However, the best chapter in the book – and the one which caught my attention enough to inspire me – is one that’s just rushed over,

It’s a fourteen-page chapter where young Ingrid marries the G.I. who saved her from drowning in a frozen river, moves with him to an army base in Colorado and has a daughter. Her husband (who remains unnamed) starts feeling neglected by the mother/daughter bond and volunteers for Vietnam. Not wanting to be a pining wife at home, Ingrid ends the marriage and joins a terrible travelling theatre company which travels the mid-west and where she never gets paid because the houses are too small. Realising that such a hand to mouth existence will not last, she does a moonlight flit from her guest house and tries to drive to New York towards a plane back to Europe. However, she gets a puncture and comes to a halt in front of a wrecking yard run by Native Americans. She ends up living there with them for six weeks of meditative tranquility, before the urge to get her daughter back to Europe reasserts itself. Somehow, through saving her pennies, she gets the car to the airport, but once there has no money for plane fare. A group of cab drivers comes to her rescue and helps her spruce the car up so that it looks shiny and newish, and Ingrid can sell it to a freshly arrived family of German tourists for $250. Looking up on the board she sees that the next flight to Europe is to Barcelona and slams the money down on the counter to get her and her daughter tickets, and they’re gone within the hour.

Provided records:
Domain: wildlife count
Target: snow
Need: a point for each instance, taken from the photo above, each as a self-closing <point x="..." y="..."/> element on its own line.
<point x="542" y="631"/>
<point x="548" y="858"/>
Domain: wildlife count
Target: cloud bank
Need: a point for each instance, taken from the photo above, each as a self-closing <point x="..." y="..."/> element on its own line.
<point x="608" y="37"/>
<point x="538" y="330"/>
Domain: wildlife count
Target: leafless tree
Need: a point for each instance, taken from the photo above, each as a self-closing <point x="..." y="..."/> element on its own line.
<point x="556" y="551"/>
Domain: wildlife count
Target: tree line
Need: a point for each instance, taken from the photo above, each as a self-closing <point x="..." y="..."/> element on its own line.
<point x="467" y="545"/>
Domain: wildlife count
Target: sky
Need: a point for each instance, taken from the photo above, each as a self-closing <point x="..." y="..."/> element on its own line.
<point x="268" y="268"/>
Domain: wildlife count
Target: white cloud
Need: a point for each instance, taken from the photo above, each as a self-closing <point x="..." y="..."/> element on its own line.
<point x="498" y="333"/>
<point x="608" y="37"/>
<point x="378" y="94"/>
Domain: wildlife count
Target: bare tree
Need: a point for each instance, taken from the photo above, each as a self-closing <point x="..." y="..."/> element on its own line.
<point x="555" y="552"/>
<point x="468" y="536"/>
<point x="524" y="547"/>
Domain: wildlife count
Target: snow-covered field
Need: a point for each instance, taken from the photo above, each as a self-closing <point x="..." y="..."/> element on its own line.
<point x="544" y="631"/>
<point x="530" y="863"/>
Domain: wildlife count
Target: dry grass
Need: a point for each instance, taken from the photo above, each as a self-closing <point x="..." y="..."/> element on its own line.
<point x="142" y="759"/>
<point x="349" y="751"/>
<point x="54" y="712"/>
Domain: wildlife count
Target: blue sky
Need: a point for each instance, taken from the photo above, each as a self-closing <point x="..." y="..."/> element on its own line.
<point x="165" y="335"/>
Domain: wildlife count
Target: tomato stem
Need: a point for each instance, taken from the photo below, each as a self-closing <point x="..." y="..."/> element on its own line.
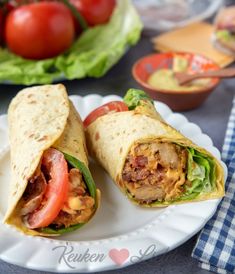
<point x="77" y="15"/>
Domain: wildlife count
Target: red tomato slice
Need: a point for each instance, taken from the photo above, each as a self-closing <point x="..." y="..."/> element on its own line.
<point x="55" y="164"/>
<point x="115" y="106"/>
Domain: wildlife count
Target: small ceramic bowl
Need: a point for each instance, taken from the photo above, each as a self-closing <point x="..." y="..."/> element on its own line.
<point x="176" y="100"/>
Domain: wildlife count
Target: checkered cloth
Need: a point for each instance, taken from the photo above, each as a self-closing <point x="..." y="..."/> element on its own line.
<point x="215" y="247"/>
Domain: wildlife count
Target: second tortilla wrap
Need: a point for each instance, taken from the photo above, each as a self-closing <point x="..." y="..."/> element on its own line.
<point x="114" y="138"/>
<point x="40" y="118"/>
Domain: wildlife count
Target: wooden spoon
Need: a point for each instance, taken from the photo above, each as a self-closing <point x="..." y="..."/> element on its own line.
<point x="183" y="77"/>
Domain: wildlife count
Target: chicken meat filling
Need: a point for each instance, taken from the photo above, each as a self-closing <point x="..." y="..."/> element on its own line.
<point x="155" y="171"/>
<point x="78" y="207"/>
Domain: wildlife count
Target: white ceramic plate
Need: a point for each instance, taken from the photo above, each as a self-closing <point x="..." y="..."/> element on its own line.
<point x="120" y="233"/>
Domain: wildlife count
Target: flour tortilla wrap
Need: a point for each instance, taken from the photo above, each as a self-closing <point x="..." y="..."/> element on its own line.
<point x="40" y="118"/>
<point x="113" y="137"/>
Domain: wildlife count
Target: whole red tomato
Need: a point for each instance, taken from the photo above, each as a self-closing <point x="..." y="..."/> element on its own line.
<point x="95" y="12"/>
<point x="39" y="30"/>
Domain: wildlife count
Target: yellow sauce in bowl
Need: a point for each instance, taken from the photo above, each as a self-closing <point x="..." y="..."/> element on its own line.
<point x="164" y="78"/>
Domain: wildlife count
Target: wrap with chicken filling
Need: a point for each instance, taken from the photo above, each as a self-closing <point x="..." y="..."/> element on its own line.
<point x="151" y="162"/>
<point x="52" y="190"/>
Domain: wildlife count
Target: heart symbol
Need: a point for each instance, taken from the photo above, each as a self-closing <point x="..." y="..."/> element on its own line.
<point x="119" y="256"/>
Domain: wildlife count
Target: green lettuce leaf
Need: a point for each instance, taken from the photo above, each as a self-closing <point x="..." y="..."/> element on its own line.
<point x="201" y="174"/>
<point x="134" y="97"/>
<point x="92" y="54"/>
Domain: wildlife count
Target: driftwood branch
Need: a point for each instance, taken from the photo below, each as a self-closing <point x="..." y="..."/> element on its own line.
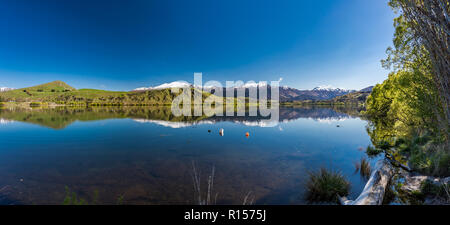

Goal: Extend the review of the book with Ingrid's story, beginning right after its last sentence. The records have no connection to the passage about Ingrid's chapter.

Answer to the problem:
As I say, that’s one chapter. One fourteen-page chapter. But clearly there’s enough material there for a novel, a musical and a Coen Brothers movie. It’s incredible and frustrating to read just how swiftly the whole thing is dealt with.

And that was my inspiration. I wanted to write one chapter where an enormous amount happened. Where there were new characters, different cities and a rapid journey for the protagonist. It was the first chapter I wrote for the book (although not the first chapter in the book) and everything else grew out from there. So, for Terror of Breakspear Hall, I have to thank Ingrid Pitt.

In her autobiography. Ingrid – true pro that she was –  gave the public what she thought they wanted – tragic childhood, film star anecdotes, a tale of inner strength and survival – but that one chapter makes me wish she hadn’t gone with the well-polished anecdotes and instead focused on the less well known parts of her life, which sound bloody fascinating.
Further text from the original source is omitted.